▼▼▼
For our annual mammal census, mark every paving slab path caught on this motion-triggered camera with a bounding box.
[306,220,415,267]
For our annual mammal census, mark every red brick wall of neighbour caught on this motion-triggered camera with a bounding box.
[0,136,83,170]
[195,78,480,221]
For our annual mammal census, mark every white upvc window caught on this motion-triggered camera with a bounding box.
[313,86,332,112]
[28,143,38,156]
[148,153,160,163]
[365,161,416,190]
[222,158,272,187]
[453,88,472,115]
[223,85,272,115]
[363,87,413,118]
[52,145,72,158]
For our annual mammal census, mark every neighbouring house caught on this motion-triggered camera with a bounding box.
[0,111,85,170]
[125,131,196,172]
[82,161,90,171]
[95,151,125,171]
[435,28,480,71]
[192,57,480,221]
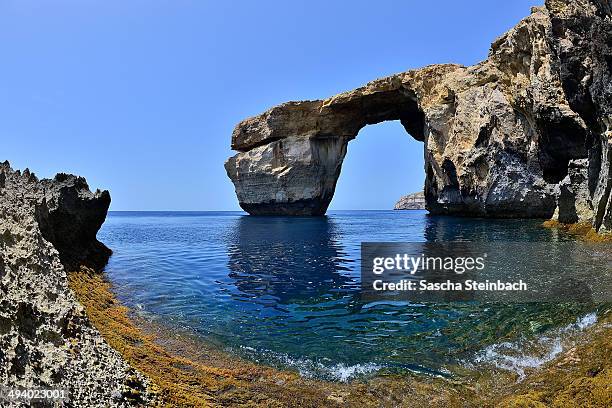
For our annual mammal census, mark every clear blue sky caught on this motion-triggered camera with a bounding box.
[0,0,542,210]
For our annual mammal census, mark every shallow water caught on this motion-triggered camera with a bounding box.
[98,211,595,380]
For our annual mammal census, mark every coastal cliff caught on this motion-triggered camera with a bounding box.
[225,0,612,229]
[0,162,151,407]
[393,192,425,210]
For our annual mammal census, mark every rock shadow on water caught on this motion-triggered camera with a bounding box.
[228,216,358,306]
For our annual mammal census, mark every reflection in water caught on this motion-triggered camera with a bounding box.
[227,216,355,306]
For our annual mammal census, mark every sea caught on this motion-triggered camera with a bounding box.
[98,210,609,381]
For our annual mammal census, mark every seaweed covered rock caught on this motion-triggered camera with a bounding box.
[225,0,612,228]
[0,162,151,407]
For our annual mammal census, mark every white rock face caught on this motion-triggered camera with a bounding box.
[225,0,612,228]
[0,163,151,407]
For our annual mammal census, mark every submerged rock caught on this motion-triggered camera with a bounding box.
[225,0,612,228]
[393,191,425,210]
[0,162,150,406]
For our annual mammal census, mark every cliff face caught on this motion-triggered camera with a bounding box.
[0,162,148,406]
[225,0,612,228]
[393,192,425,210]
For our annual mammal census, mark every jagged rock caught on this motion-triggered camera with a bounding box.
[553,159,593,224]
[0,162,150,407]
[225,0,612,225]
[393,191,425,210]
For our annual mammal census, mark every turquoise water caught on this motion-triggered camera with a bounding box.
[98,211,595,380]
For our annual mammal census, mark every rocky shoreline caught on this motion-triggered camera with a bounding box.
[393,191,426,210]
[0,159,612,407]
[0,162,153,407]
[225,0,612,226]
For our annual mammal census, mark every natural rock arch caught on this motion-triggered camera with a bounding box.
[225,0,612,233]
[226,78,424,215]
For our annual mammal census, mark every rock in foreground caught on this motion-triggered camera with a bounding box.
[225,0,612,228]
[0,162,150,407]
[393,191,425,210]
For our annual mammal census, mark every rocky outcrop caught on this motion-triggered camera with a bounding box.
[393,191,425,210]
[0,162,150,407]
[225,0,612,227]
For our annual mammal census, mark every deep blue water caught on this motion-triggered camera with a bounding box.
[98,211,604,380]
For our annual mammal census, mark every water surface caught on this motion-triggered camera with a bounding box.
[98,211,594,380]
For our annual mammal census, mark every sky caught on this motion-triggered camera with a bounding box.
[0,0,542,210]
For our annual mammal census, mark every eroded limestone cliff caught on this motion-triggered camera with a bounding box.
[225,0,612,229]
[0,162,150,407]
[393,191,425,210]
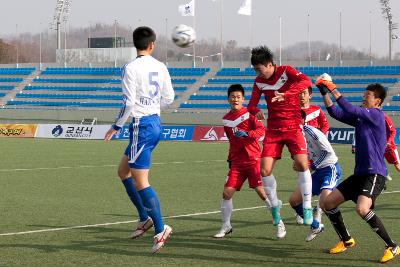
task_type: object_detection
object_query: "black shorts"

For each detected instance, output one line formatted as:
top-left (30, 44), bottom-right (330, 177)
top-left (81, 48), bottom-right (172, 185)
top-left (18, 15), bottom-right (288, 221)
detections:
top-left (337, 174), bottom-right (386, 209)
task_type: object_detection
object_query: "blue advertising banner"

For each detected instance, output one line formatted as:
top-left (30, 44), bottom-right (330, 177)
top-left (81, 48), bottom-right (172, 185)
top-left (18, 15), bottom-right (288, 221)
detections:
top-left (326, 128), bottom-right (354, 144)
top-left (112, 125), bottom-right (194, 141)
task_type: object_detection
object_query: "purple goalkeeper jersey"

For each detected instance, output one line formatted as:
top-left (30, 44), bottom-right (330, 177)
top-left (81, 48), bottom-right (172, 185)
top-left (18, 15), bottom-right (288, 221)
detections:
top-left (327, 97), bottom-right (386, 176)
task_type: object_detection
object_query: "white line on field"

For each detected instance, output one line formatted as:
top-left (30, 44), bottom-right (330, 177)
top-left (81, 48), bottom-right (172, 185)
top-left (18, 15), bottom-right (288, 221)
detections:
top-left (0, 159), bottom-right (226, 172)
top-left (0, 191), bottom-right (400, 236)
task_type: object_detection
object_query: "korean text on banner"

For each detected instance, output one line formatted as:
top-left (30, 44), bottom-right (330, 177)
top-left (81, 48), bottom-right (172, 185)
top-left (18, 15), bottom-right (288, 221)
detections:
top-left (0, 124), bottom-right (37, 138)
▲▲▲
:: Task to complete ::
Please express the data as a Markdown table with the columns "No." and "Entry," one numbered row per line, beginning at the first line of the data and stopping after the line that contains "[0,162,150,406]". Skip blank lines and leave the pictures out.

:: Worked answer ::
| No. | Entry |
|---|---|
| 1 | For our annual mammal census, mark every paving slab path caught on this motion-triggered camera with a bounding box. |
| 2 | [306,220,415,267] |
| 3 | For our annual mammal census, mark every red brick wall of neighbour caught on this motion-triggered camera with a bounding box. |
| 4 | [0,136,83,170] |
| 5 | [195,78,480,221] |
| 6 | For our annual mammal census, mark every white upvc window caught on this motion-triggered camera with a bounding box. |
| 7 | [313,86,332,112] |
| 8 | [28,143,38,156] |
| 9 | [148,153,160,163] |
| 10 | [365,161,416,190] |
| 11 | [222,158,272,187] |
| 12 | [453,88,472,115] |
| 13 | [223,85,272,115] |
| 14 | [363,87,413,118] |
| 15 | [52,145,72,158] |
| 16 | For our annual mammal census, mark every neighbouring house caught on this motion-triggered camera with a bounding box. |
| 17 | [0,111,85,170] |
| 18 | [125,131,196,172] |
| 19 | [82,161,90,171] |
| 20 | [95,151,125,171] |
| 21 | [435,28,480,71] |
| 22 | [192,57,480,221] |
| 23 | For our annual mammal census, mark every clear blue sky caught on this motion-triggered camera with a bounding box. |
| 24 | [0,0,542,210] |
| 25 | For our annual mammal census, mark every shallow water caught on this motion-triggered camera with a bounding box. |
| 26 | [98,211,595,380] |
| 27 | For our annual mammal census, mark every coastal cliff caught on this motion-triggered camera with a bounding box. |
| 28 | [225,0,612,229] |
| 29 | [0,162,151,407] |
| 30 | [393,192,425,210] |
| 31 | For our annual mammal census, mark every rock shadow on water caught on this motion-triggered camera with a bounding box. |
| 32 | [228,216,358,306] |
| 33 | For our annual mammal census, mark every reflection in water caught on this motion-triggered camera with a bounding box. |
| 34 | [227,216,355,306] |
| 35 | For our annual mammal census, mark every sea caught on this motion-triggered camera with a bounding box. |
| 36 | [98,210,609,381] |
| 37 | For our annual mammal census, mark every seaweed covered rock caught on this motion-triggered camera with a bounding box. |
| 38 | [225,0,612,228] |
| 39 | [0,162,151,407] |
| 40 | For our annual mammal census, mark every white rock face caught on this motion-triggered camera with a bounding box. |
| 41 | [225,0,612,228] |
| 42 | [0,163,151,407] |
| 43 | For our annual mammal census, mark every submerged rock caught on this motion-triggered camera with a bounding box. |
| 44 | [225,0,612,228] |
| 45 | [393,191,425,210] |
| 46 | [0,162,150,406] |